Express the entries as a two-column CSV headed entry_text and marked_points, with one row per entry and each value in a single quoted field whose line breaks become spaces. Begin at the line that has "Check that each instance of the gravel" and stop after the line that has "<point>154,165</point>".

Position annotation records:
####################

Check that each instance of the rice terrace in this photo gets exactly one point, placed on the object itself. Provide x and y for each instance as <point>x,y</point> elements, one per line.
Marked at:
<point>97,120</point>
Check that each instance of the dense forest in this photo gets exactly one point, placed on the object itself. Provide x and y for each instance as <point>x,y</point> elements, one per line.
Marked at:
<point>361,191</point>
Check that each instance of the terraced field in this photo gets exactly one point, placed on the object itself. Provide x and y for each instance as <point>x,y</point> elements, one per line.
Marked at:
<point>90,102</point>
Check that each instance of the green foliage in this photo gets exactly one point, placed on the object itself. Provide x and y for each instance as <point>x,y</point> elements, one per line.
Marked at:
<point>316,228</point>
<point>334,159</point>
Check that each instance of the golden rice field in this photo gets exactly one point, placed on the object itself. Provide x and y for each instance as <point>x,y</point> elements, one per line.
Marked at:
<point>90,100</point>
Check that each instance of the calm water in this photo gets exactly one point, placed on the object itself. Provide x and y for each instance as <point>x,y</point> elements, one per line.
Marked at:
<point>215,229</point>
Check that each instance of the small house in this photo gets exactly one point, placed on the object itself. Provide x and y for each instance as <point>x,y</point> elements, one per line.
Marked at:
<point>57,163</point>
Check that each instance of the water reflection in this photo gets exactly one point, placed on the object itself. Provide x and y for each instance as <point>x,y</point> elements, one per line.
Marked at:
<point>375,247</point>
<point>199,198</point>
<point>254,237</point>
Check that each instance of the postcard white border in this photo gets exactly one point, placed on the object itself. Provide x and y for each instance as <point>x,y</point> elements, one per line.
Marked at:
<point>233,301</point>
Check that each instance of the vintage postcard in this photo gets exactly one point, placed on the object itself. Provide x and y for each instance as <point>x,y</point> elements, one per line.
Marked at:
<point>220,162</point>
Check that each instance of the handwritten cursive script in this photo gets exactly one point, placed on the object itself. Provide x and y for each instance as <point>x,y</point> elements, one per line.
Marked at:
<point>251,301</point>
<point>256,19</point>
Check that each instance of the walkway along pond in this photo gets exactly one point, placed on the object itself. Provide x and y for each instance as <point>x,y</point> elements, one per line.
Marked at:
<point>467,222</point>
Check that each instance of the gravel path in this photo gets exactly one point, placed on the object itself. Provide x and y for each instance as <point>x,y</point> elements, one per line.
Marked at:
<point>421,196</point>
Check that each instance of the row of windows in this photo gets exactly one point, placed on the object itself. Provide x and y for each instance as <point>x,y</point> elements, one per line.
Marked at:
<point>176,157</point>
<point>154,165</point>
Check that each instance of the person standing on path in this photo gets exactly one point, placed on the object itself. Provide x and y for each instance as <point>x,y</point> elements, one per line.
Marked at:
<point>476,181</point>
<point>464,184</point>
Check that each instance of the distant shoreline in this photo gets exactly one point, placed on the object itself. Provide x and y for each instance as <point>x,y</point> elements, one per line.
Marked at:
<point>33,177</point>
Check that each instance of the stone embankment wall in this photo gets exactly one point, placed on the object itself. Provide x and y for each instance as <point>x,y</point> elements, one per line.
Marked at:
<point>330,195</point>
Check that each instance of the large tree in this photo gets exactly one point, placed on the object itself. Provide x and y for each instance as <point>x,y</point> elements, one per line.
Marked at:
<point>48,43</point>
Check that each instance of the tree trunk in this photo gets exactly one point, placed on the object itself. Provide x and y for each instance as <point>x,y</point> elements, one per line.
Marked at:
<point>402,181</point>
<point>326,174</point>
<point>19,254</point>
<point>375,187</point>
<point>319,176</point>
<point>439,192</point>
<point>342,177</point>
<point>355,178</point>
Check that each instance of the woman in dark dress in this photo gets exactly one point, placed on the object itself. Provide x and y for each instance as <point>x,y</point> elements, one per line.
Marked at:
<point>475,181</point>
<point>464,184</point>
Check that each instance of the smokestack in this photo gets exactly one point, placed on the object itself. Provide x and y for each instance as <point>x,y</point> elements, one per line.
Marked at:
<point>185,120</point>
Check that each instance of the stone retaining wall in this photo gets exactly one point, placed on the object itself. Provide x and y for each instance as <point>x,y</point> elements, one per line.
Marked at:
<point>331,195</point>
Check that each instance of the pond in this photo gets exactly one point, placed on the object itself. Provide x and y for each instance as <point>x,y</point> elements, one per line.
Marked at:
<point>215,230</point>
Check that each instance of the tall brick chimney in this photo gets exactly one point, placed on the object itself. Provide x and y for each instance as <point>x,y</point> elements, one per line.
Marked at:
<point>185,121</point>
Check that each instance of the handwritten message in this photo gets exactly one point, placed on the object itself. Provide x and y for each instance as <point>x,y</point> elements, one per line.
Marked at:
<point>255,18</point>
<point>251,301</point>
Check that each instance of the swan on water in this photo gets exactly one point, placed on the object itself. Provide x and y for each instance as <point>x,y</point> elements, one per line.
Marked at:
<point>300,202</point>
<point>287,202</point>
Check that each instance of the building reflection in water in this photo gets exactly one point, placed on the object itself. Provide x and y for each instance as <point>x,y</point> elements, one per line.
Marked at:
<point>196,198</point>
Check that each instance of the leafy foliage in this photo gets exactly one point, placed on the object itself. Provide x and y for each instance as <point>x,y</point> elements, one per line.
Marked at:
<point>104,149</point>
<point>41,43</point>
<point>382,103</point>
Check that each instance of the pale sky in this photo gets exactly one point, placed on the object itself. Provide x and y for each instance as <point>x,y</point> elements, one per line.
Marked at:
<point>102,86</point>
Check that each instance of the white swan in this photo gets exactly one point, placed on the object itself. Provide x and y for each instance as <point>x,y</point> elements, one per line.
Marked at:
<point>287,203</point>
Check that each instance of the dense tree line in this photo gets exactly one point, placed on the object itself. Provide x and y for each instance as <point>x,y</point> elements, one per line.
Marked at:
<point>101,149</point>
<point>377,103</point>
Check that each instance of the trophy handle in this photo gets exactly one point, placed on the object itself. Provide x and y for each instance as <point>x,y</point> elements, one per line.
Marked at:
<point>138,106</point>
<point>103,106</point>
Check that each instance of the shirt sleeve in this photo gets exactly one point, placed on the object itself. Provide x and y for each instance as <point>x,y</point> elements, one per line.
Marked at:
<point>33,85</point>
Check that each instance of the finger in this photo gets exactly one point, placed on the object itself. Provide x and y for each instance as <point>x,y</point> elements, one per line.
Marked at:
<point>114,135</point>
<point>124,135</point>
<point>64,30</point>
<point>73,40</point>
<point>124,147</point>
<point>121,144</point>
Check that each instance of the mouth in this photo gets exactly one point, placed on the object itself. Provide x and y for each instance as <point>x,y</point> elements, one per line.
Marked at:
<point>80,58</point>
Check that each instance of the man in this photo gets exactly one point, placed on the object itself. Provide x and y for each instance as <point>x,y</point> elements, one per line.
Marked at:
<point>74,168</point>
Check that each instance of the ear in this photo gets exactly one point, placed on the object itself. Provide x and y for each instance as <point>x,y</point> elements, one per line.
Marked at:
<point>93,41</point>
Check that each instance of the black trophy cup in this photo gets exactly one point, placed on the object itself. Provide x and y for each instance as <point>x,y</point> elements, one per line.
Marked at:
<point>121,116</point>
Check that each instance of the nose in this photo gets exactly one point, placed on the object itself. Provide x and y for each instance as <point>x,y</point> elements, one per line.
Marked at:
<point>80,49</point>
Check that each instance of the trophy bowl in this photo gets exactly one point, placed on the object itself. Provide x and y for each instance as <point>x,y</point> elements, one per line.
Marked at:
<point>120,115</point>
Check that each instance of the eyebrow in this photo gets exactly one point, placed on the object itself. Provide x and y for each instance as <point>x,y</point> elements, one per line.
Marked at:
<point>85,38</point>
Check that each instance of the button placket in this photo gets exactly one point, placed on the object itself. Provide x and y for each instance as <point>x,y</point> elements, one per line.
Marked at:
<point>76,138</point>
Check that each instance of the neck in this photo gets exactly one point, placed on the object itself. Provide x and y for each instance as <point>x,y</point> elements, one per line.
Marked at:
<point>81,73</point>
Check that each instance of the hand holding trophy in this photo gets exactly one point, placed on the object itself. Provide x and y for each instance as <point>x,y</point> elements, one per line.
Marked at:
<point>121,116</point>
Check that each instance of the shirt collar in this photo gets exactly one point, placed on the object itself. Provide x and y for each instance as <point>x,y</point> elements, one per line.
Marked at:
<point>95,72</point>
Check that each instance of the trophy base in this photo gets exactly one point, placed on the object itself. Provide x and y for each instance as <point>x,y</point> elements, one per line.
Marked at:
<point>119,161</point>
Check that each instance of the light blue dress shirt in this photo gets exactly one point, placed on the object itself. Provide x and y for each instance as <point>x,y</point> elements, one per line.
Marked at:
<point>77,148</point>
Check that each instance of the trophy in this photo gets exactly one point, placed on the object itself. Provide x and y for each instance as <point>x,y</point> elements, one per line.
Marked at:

####################

▸ **Response to the exercise**
entry_text,marked_points
"Check that each instance of the gravel path in this photo gets exactly one point, placed on the object itself. Provide x and y for each instance as <point>x,y</point> elements, one per line. Marked at:","<point>421,196</point>"
"Check that each instance of the row of windows in this photo gets exactly one point, placed on the object itself. Provide x and y for each instance as <point>x,y</point> elements, one per line. Marked at:","<point>176,157</point> <point>154,165</point>"